**About this task**
Pictures are to be omitted; everything else in the data must be transcribed exactly.

**The data**
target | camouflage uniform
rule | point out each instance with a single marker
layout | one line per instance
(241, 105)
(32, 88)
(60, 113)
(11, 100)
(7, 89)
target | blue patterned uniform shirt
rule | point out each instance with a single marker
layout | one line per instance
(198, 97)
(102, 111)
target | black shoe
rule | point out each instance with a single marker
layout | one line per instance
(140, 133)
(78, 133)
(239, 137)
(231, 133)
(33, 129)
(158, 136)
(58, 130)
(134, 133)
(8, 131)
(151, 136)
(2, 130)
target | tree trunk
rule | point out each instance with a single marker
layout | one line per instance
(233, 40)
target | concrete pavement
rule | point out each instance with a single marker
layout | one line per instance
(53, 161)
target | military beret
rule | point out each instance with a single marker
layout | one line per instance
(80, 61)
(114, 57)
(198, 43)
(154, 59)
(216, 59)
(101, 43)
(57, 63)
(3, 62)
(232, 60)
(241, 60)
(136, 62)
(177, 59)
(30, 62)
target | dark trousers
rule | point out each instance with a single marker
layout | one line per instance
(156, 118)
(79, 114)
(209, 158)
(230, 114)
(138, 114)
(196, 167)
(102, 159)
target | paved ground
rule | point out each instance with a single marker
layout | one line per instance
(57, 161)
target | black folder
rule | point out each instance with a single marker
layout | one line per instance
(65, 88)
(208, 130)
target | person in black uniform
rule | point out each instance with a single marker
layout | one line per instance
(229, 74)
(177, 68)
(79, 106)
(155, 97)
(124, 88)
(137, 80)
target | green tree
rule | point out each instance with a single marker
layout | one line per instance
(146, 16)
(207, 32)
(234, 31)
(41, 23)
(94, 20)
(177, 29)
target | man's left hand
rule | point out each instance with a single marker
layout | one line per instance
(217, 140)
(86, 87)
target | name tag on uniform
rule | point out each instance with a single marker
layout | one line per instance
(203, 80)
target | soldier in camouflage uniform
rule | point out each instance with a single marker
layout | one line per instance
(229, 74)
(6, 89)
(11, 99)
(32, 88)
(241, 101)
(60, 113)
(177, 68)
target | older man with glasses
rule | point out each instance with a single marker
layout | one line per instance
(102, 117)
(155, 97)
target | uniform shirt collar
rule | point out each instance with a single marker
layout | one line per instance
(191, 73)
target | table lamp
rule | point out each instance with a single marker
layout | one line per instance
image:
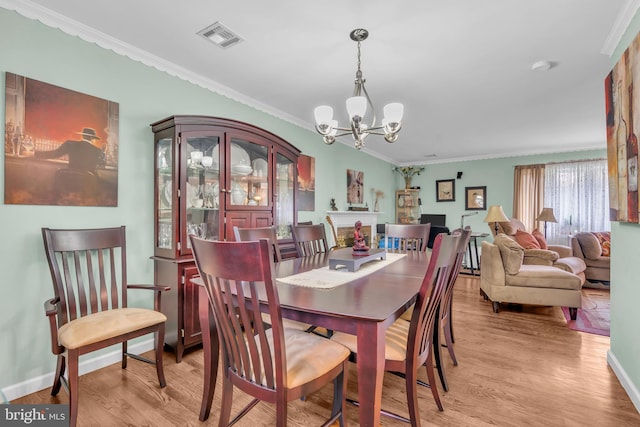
(496, 215)
(546, 215)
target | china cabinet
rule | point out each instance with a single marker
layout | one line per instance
(212, 174)
(408, 206)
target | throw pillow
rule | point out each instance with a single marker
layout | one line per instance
(508, 228)
(540, 238)
(604, 237)
(526, 240)
(512, 253)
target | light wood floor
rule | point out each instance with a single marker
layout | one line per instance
(520, 367)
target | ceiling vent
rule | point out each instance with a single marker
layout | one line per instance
(220, 35)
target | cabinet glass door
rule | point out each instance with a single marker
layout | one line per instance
(165, 191)
(284, 195)
(201, 190)
(249, 174)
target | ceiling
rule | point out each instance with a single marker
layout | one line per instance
(462, 68)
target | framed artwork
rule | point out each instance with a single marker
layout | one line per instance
(621, 92)
(475, 198)
(445, 190)
(355, 186)
(306, 183)
(60, 146)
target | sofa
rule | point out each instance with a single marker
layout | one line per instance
(504, 278)
(538, 252)
(594, 250)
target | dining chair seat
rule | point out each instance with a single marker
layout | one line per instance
(105, 325)
(308, 356)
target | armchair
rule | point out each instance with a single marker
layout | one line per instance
(559, 256)
(587, 247)
(505, 278)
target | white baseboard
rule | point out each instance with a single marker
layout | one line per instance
(627, 384)
(33, 385)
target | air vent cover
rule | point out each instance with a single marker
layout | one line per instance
(218, 34)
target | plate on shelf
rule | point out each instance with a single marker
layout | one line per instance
(239, 169)
(260, 167)
(239, 156)
(165, 196)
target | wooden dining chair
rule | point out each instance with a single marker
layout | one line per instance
(269, 233)
(268, 362)
(405, 237)
(248, 234)
(309, 239)
(408, 345)
(89, 310)
(444, 317)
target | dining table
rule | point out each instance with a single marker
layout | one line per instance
(364, 304)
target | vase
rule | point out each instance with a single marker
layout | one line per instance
(407, 182)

**Response area**
target | camouflage uniform
rule | point out each instance with a single marker
layout | one line per instance
(241, 105)
(32, 88)
(60, 113)
(11, 100)
(7, 89)
target | blue patterned uniform shirt
rule | point out each instance with a single marker
layout | one line per instance
(198, 97)
(102, 111)
target | black shoe
rule | point out each instance with a single marker
layout | one line per instance
(140, 133)
(78, 133)
(239, 137)
(231, 133)
(33, 129)
(158, 136)
(58, 130)
(134, 133)
(8, 131)
(151, 136)
(2, 130)
target | tree trunk
rule | point out each instance with a single marker
layout | one line per instance
(233, 40)
target | concrete pavement
rule | point out each instance with a single marker
layout | one line per instance
(53, 161)
target | military beret
rule | point out each instance with a single marker
layout | one line per instance
(80, 61)
(114, 57)
(198, 43)
(154, 59)
(216, 59)
(101, 43)
(57, 63)
(3, 62)
(232, 60)
(241, 60)
(136, 62)
(177, 59)
(30, 62)
target | dark trousers
rule | point out each instance with a single marker
layout | one line per instance
(156, 118)
(79, 114)
(209, 158)
(230, 114)
(138, 114)
(196, 167)
(102, 159)
target | paved ground
rule | point out each instance with a single marker
layout | one line per instance
(57, 161)
target | black folder
rule | point out each instance with a single marker
layout | one line per instance
(65, 88)
(208, 130)
target | person in black uniform
rule | point out each instance with a single marker
layout | one line per instance
(229, 74)
(177, 68)
(79, 106)
(155, 97)
(124, 88)
(137, 80)
target | green tree
rule | point out each instance with a single marker
layout | one line per instance
(146, 16)
(207, 32)
(234, 31)
(41, 23)
(94, 20)
(177, 29)
target | man's left hand
rule | point out each instance with a single marker
layout | one line per instance
(217, 140)
(86, 87)
target | name tag on uniform
rule | point out each instance with a single marker
layout | one line per instance
(203, 80)
target | soldier in camouflage uniform
rule | point out each instance with a single marker
layout | one line per instance
(229, 74)
(6, 89)
(11, 99)
(32, 88)
(241, 101)
(60, 113)
(177, 68)
target | older man with glasses
rule | point out each instance with a single marker
layout | one line per instance
(102, 117)
(155, 97)
target | uniform shirt collar
rule | point out each instance with a single marker
layout | one line per instance
(191, 73)
target | table lamp
rule | point out each instance with a single marker
layout | one line per instance
image:
(496, 215)
(546, 215)
target | china cabinet
rule | point out each instance with a single marker
layout | one line per instance
(212, 174)
(408, 206)
target | throw pillow
rule | point out each instance with a single marker
layout | one line per instance
(508, 228)
(540, 238)
(604, 237)
(526, 240)
(512, 253)
target | light wood floor
rule | point out each instance with a single marker
layout | one line per instance
(520, 367)
target | ceiling vent
rule | point out each instance with a single marker
layout | one line per instance
(220, 35)
target | cabinet glass door
rule | point out each instance with a single marker
layout | one line per instance
(165, 191)
(284, 195)
(201, 190)
(249, 174)
target | ceiling
rule | point out each instance with a single marker
layout | one line per instance
(462, 68)
target | framed artwork
rule | point out each instance with a single marker
layout | one line per instance
(621, 92)
(475, 198)
(445, 190)
(355, 186)
(306, 183)
(60, 146)
target | sofa
rule | point out each instance with a single marker
layout | one line per instance
(504, 278)
(538, 252)
(594, 250)
target | dining chair seat
rule | point out each instance with a single marker
layout | one line per instance
(105, 325)
(308, 356)
target | armchair
rule | point out each instance with a single marker
layout | one line per instance
(559, 256)
(587, 247)
(505, 278)
target | white baseboard
rule | point out each instance with a single marker
layout | one line per instance
(627, 384)
(33, 385)
target | air vent cover
rule | point out each instance with a single marker
layout | one line per instance
(218, 34)
target | plate on shelf
rule | point out each instance with a single marker
layout | one line per instance
(239, 169)
(260, 167)
(239, 156)
(165, 196)
target | wooden dining chair
rule | point out each instance with a single marker
layout | one line per instance
(269, 233)
(268, 362)
(405, 237)
(248, 234)
(309, 239)
(408, 345)
(89, 310)
(444, 317)
target | dining table
rule | point out each instance with a single marker
layout | one line per instance
(364, 304)
target | vase
rule | point out each instance with a single marker
layout | one line per instance
(407, 182)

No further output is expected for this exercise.